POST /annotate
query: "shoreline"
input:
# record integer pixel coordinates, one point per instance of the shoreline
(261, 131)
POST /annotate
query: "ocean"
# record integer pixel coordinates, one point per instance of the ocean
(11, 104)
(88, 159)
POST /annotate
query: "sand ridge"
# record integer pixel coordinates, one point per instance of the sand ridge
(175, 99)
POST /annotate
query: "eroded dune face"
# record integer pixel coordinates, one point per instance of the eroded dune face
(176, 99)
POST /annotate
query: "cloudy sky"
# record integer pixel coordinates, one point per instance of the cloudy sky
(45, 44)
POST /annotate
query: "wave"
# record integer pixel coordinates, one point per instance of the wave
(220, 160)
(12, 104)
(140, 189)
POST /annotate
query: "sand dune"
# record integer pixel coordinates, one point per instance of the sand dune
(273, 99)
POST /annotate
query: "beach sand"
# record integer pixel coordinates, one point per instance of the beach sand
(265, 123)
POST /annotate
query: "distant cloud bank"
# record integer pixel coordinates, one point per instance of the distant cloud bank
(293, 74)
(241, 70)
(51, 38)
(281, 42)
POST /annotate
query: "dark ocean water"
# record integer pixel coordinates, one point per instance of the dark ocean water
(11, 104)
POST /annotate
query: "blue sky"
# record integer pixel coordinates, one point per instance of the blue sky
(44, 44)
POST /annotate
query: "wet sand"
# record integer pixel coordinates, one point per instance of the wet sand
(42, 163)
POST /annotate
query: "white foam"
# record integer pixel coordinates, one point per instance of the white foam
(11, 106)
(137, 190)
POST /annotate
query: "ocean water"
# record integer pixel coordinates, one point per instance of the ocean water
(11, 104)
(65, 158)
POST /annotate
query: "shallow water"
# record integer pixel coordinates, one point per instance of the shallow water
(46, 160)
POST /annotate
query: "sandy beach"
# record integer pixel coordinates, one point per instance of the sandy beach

**PROMPT:**
All of the material must be given again exactly.

**ANSWER SPACE:**
POST /annotate
query: "shoreline"
input:
# record integer pixel coordinates, one point per instance of the shoreline
(261, 131)
POST /annotate
query: "ocean"
# record integer pixel coordinates, one point per instance of the ocean
(11, 104)
(88, 159)
POST /annotate
query: "sand ridge"
# record integer pixel coordinates, one point per instance of the sand ridge
(175, 99)
POST /annotate
query: "eroded dune face"
# record integer pixel coordinates, one point per instance of the eroded dune face
(176, 99)
POST /annotate
query: "cloudy sky"
# record integer pixel coordinates, one point per instance of the cloudy sky
(45, 44)
POST /annotate
query: "wave"
# record integer pixel coordinates, one point per instance of the wave
(220, 160)
(12, 104)
(140, 189)
POST /annotate
query: "sand dune"
# record integer pixel coordinates, one point per instance of the sand dune
(273, 99)
POST /annotate
query: "beach sand"
# record integer pixel coordinates, one point per instance of the beach sand
(265, 123)
POST /annotate
query: "distant cloud bank"
# record integer pixel coordinates, one point per instance of the distant cloud bank
(293, 74)
(241, 70)
(51, 38)
(281, 42)
POST /annotate
query: "dark ocean water"
# record integer pixel coordinates, one point per instance of the dark ocean water
(11, 104)
POST /annotate
query: "blue sky"
# record integer pixel coordinates, one point per instance of the blue sky
(44, 44)
POST /annotate
query: "wet sand"
# record integer pixel coordinates, one point per instance of the wet sand
(42, 163)
POST /annotate
query: "white foam"
# record integer pixel coordinates, one point per instance of the white foam
(11, 106)
(137, 190)
POST /annotate
query: "ocean water"
# record integer pixel coordinates, one point per instance of the ocean water
(11, 104)
(65, 158)
POST /annotate
query: "shallow water"
# record integer pixel coordinates, one point per instance of the shallow water
(46, 160)
POST /annotate
query: "sandy beach"
# record integer pixel coordinates, one point per instance of the sandy beach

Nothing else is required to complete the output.